What you produce should be every line from the data that includes "each".

Items listed in a dataset:

_ _ _ _ _

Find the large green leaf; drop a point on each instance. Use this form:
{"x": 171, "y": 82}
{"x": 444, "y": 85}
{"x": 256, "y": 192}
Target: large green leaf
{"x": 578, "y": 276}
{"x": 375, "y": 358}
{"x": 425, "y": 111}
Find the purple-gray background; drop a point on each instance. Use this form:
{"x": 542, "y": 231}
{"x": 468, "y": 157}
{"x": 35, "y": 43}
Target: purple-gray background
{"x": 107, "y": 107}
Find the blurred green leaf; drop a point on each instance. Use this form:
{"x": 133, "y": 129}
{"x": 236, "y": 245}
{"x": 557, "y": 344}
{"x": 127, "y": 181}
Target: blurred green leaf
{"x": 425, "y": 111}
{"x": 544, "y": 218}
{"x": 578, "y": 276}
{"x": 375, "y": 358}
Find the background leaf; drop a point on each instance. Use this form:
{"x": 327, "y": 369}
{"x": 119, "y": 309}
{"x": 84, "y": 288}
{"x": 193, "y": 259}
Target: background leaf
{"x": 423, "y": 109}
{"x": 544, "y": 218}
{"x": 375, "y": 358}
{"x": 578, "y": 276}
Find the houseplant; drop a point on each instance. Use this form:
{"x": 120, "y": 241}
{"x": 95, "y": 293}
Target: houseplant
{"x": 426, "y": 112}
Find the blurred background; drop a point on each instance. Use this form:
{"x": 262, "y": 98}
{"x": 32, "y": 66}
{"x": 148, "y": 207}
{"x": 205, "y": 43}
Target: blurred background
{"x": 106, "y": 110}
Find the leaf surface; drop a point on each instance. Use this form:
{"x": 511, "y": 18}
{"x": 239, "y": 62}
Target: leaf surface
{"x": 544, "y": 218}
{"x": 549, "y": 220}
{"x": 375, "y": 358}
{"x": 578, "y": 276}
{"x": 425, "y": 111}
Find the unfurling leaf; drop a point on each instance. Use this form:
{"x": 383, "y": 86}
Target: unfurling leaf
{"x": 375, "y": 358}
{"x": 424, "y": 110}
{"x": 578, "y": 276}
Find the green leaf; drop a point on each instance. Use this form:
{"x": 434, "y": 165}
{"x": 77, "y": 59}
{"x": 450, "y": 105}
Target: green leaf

_ _ _ _ _

→ **Result for this exercise**:
Find the large green leaf; drop a point on each instance. Use this form:
Find the purple-gray background; drop a point on each instance. Use this form:
Find the blurred green leaf; drop a point on each instance. Use this form:
Find the background leaf; drop a point on each instance. Use this form:
Find the houseplant; drop a point on each instance. Use this form:
Find the blurred background; drop a point on each instance. Use this form:
Find the leaf surface; drop a point on each instance. Use this form:
Find the unfurling leaf; drop a point on each instance. Use this form:
Find the green leaf; drop a point on each instance. Use this form:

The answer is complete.